+++ Extract

Then, if you also direct-released the second unfamiliar queen to the second group of bees, also, you have doubled your chances of losing at least one of these queens. I hope you keep us updated on your progress. I am hoping that you beat the odds and both colonies accept the queens you've given them and establish well.

Queenless bees rarely make much comb, so that could be an indicator of their situations, for you - vs - having to sort through clusters of bees looking for queens. Also, queenless bees often make a mournful, sad, sound, if you listen closely (I'm not kidding). You would need to put your ear to the hive to hear it well.


----------



## deknow (Jul 17, 2006)

Dead queens in.their cage in the package often indicate the presence of another queen...virgin or mated.

Deknow


----------



## Tenbears (May 15, 2012)

There are actually numerous plausible scenarios that may come about.

++++++

Write out everything in the beekeeping thread from "## deknow (Jul" down to "may come about.". The lines below come from a separate source and are unrelated to the beekeeping thread.

+++ Information provided

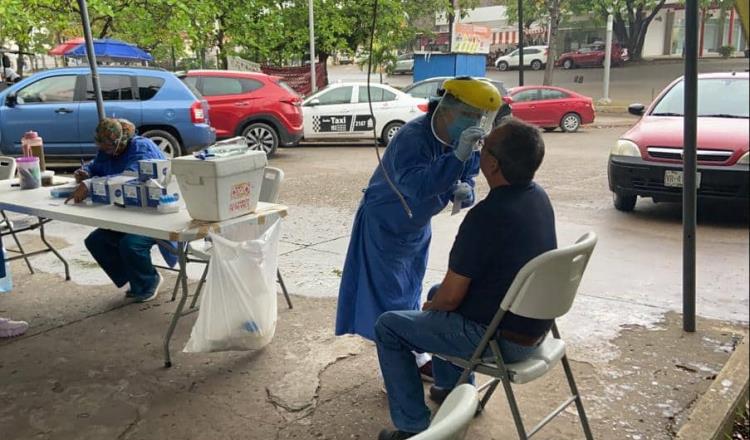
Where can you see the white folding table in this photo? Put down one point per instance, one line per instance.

++++++

Worked solution -
## deknow (Jul 17, 2006)

Dead queens in.their cage in the package often indicate the presence of another queen...virgin or mated.

Deknow


----------



## Tenbears (May 15, 2012)

There are actually numerous plausible scenarios that may come about.